Cystinosis, Baby

One of the most celebrated treasures of motherhood is the scent of newborn babies – soft, downy, honey-scented baby hair and squeezy baby cheeks smelling of fresh baby skin. That fresh-from-heaven, irresistible baby perfume embodies everything new and lovely and good and innocent and melts even the most exhausted mama heart.
Perhaps that is why I couldn’t stop the tears on that first day the sulphuric, burnt smell of cysteamine drifted up from my beautiful, barely six-week-old baby girl’s breath.  It is the smell of cystinosis: of doctor’s appointments and lab work and rounds and rounds of medications.  It is the smell of tears, and anxieties, and the unknown.  It is the smell of sorrow.
And it is the smell of life and hope for my baby girl.
ImageSidebar (sort of): since Madelyn’s birth, my friends and family have endured many of my thoughts about cystinosis.  I am a verbal processor and sometimes get verbal diarrhea.  And cystinosis happens to be on my mind often – every six hours anyway, at the very least.  At any rate, as I begin the slow process of processing (haha) this journey, I hope that the verbal diarrhea can – perhaps – work itself out.
We are a small number, those whose tiny babies are diagnosed with cystinosis.  Usually, the diagnosis is received around the first year of life, when parents are freaking out that their failing-to-thrive baby is possibly dying.  Only those who choose to have (or get surprised by) another pregnancy have the opportunity to diagnose their child so early that the symptoms are avoided and the treatment begun before any kidney damage has taken place.

◆ **AIM OF THE TASK**:
Retype the entire "Cystinosis, Baby" piece word for word, from its title through its last sentence.

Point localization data
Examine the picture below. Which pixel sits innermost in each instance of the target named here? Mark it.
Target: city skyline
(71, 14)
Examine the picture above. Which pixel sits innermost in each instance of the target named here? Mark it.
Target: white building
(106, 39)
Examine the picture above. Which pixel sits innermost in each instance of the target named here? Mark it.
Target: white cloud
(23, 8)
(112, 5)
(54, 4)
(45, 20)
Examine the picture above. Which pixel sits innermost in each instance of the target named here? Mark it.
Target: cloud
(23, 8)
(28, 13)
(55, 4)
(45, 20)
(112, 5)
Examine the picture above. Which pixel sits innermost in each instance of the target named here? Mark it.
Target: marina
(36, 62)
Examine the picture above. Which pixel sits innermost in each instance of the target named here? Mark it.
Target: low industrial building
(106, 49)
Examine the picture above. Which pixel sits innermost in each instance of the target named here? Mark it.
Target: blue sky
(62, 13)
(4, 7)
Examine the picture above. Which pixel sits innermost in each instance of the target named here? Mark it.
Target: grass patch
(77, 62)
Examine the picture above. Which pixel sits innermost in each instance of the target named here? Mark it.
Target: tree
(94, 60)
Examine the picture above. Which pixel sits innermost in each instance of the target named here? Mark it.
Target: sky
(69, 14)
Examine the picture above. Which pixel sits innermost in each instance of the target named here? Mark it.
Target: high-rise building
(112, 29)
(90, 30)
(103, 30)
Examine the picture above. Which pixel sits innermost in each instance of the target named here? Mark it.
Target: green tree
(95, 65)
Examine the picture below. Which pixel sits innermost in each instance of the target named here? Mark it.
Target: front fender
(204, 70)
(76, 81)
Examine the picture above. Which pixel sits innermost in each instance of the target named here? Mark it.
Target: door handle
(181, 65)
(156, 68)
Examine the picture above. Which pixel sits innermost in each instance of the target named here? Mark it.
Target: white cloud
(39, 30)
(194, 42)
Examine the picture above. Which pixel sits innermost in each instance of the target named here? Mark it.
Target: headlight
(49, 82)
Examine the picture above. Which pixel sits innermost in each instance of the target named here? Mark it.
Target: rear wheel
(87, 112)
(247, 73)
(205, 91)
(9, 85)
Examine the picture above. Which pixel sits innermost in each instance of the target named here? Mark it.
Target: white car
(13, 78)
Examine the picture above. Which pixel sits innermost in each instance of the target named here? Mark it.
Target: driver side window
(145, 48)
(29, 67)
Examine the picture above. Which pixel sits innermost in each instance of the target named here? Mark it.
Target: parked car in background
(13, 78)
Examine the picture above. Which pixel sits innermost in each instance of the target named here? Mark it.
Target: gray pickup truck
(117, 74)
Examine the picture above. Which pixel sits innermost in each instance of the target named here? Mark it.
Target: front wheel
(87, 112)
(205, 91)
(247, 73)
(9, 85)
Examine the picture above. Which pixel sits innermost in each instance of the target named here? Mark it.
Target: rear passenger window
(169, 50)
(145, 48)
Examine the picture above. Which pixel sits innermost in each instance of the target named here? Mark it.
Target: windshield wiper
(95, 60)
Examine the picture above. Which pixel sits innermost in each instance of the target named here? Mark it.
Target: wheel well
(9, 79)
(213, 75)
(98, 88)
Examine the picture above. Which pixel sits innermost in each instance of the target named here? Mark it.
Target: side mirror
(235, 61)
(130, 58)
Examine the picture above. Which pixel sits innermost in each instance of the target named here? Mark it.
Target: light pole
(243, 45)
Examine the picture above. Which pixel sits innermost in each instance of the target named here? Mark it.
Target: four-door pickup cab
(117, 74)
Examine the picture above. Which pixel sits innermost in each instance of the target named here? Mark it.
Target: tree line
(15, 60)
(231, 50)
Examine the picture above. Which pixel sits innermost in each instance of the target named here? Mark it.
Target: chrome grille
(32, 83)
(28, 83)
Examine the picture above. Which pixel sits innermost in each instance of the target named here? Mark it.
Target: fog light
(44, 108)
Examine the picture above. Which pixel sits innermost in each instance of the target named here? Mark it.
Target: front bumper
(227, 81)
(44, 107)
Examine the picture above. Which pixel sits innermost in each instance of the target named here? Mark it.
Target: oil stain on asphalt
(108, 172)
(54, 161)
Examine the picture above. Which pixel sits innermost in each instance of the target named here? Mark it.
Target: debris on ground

◆ **RESPONSE FOR THIS EXERCISE**:
Cystinosis, Baby

One of the most celebrated treasures of motherhood is the scent of newborn babies – soft, downy, honey-scented baby hair and squeezy baby cheeks smelling of fresh baby skin. That fresh-from-heaven, irresistible baby perfume embodies everything new and lovely and good and innocent and melts even the most exhausted mama heart.
Perhaps that is why I couldn’t stop the tears on that first day the sulphuric, burnt smell of cysteamine drifted up from my beautiful, barely six-week-old baby girl’s breath.  It is the smell of cystinosis: of doctor’s appointments and lab work and rounds and rounds of medications.  It is the smell of tears, and anxieties, and the unknown.  It is the smell of sorrow.
And it is the smell of life and hope for my baby girl.
ImageSidebar (sort of): since Madelyn’s birth, my friends and family have endured many of my thoughts about cystinosis.  I am a verbal processor and sometimes get verbal diarrhea.  And cystinosis happens to be on my mind often – every six hours anyway, at the very least.  At any rate, as I begin the slow process of processing (haha) this journey, I hope that the verbal diarrhea can – perhaps – work itself out.
We are a small number, those whose tiny babies are diagnosed with cystinosis.  Usually, the diagnosis is received around the first year of life, when parents are freaking out that their failing-to-thrive baby is possibly dying.  Only those who choose to have (or get surprised by) another pregnancy have the opportunity to diagnose their child so early that the symptoms are avoided and the treatment begun before any kidney damage has taken place.